(SELECTED EXCERPT Opens)

The plan of putting in the pulcher and comps in with the calvus has kind of worked. Those guys (the pulcher) are settling down to breed (sadly my intention was to force the calvus together) but hey ho. (And the comps because of being TB acting as dithers, they never try and hide. (The calvus were just sulking at iether end of the tank until additions and I kind of thought they needed help getting it together and to come ot in the open (the second bit has worked very well)) The pulcher will be moved to another tank once I am sure they have spawned as they will (I think) be way to agressive once protecting young to stay with the Altolamps in a tank as small as this..

All the best James


----------



## Fishing Rod (Jan 16, 2010)

Great post!

I have been trying to get some information on the rhino horn for some time now.

I have a large Yellow Calvus with the horn. The horn does not appear to be from an injury and the fish does not have the extended jaw or horse mouth look either. It just has a large horn on its nose.

It may be some kind of damage, but honestly, I think it looks kinda cool.

I will work on getting some pictures to post.

Thanks


----------



## BioG (Oct 12, 2008)

ok, I feel like a moron! It must have been late when I wrote that novel of a post about my calvus. I just now realized you said "Rhino horn comp"! I see it in the pic now and, sorry to say, that is horse face.

Calvus tend to be more prone to the extended version of horse mouth (Longer snout shape I guess) but I have ocassionally seen calvus and comps get your version of it. Like razzo said earlier it's that switchblade tendon.

It usually tears when the fish is extending its mouth to create that suction (I know you know all this but there is a twist). However, every once in awhile, the top of the tendon tears instead of the bottom.

(SELECTED EXCERPT Closes)

**ACTIVITIES:**
• 1. Return the portion of the calvus thread between "I have a large" and "on its nose.", inclusive, word for word.
• 2. Decide whether each statement agrees with the calvus thread, answering yes or no and quoting the words that settle it: (a) Fishing Rod's Yellow Calvus has the extended jaw look. (b) James intends to move the pulcher to another tank once they have spawned. (c) BioG says the tendon usually tears at the top.
• 3. Extend the calvus thread past its final sentence.

(INFORMATION SHOWN Opens)

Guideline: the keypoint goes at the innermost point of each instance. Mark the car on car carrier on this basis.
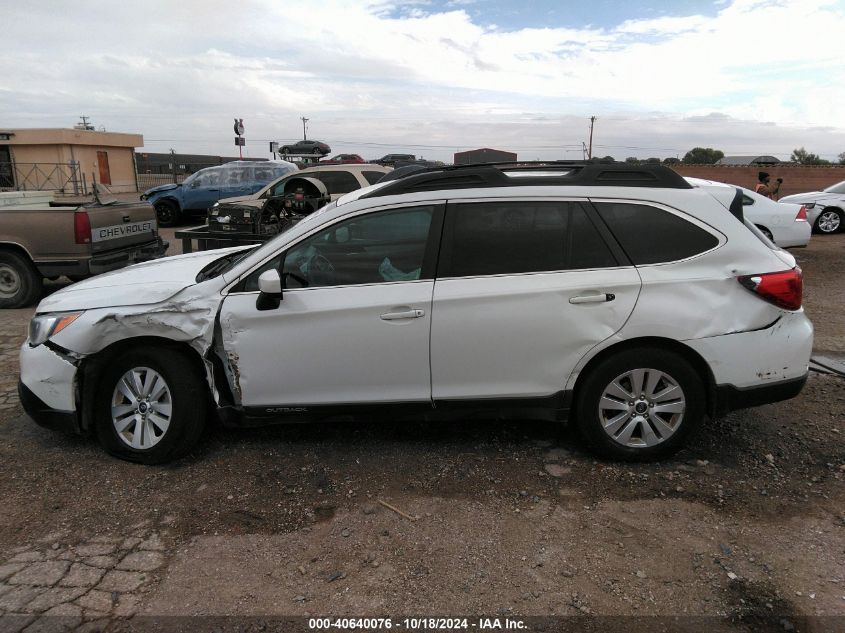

(INFORMATION SHOWN Closes)

**ANSWERS TO THE EXERCISE:**
• 1.
I have a large Yellow Calvus with the horn. The horn does not appear to be from an injury and the fish does not have the extended jaw or horse mouth look either. It just has a large horn on its nose.

• 2.
(a) No: "the fish does not have the extended jaw or horse mouth look either."
(b) Yes: "The pulcher will be moved to another tank once I am sure they have spawned."
(c) No: "every once in awhile, the top of the tendon tears instead of the bottom."

• 3.
The difference is that, since the tendon is not connected to the bone at the top it has a tendency (no pun) to slide over the skull creating the "horn" effect without that horse face look.

you might try holding the head between your thumb and fore finger pressing gently in an attempt to slide the tendon forward, this may re-injure him but it may also flip that bone underneath the skull, it technically doesn't belong under the skull but it'll look better anyway and will have a chance to heal in a better position. HTH.


----------



## 24Tropheus (Jun 21, 2006)

No worries BioG your post is and was benifitial to the thread. 8) 
For sure all Altolamps may suffer from these kind of probs (to do with (I guess) their highly evolved but problem causing feeding method) and I for sure think there may be more than one thing going on here. 8)
Dunno about trying to fix it. They seem fine to me. The two "sufferers" are the two fastest growing of my group. Which kind of suprises me if it is a defect or injury. But then I guess it must be or they would be found more in wild fish? I guess it is far less important for a captive fish (hovering up flake, granuals and pellets) than a wild fish hunting live prey to have fully working hunting apparatus.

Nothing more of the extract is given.